(Selected excerpt)
Maldonado and Montevideo, Uruguay
In the South American context it is easy to overlook the magnificent wines of Uruguay. Chile and Argentina have such an overwhelming presence in the export market and have been relentlessly building their wine industries and their international marketing machines. Uruguay, on the other hand, only exports about 5% of its wine and in the past just hasn’t seemed all that motivated to go further afield in search of markets. Uruguay has a robust home market that happily soaks up essentially all of the wine that can be made. And with ready access to the massive Brazilian market as well as significant tourism from neighbouring Argentina, there has historically been little wine available to send elsewhere. This is changing, however, as new players invest in wineries and existing players expand. The Uruguayans are industrious, entrepeneurial and they know a good opportunity when they see it. In this case, that opportunity is the prodigious capacity for making exceptional wines.

(Provided information)

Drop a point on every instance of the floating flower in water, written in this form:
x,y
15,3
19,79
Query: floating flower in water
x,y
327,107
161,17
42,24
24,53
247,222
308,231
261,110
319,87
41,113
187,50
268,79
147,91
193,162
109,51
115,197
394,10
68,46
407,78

(Jobs)
1: Answer these questions from the passage on Uruguayan wine:
(a) About what share of its wine does Uruguay export?
(b) Which neighboring country supplies Uruguay with significant tourism?
(c) Which two countries dominate the export market?
2: List every country that the passage on Uruguayan wine mentions, counting those named only by an adjective form.
3: Translate this sentence from the passage on Uruguayan wine into Spanish: "Uruguay has a robust home market that happily soaks up essentially all of the wine that can be made."

(Results of the exercise)
1:
(a) About 5%
(b) Argentina
(c) Chile and Argentina

2: Uruguay, Chile, Argentina, Brazil

3: Uruguay tiene un mercado interno sólido que absorbe con gusto prácticamente todo el vino que se puede producir.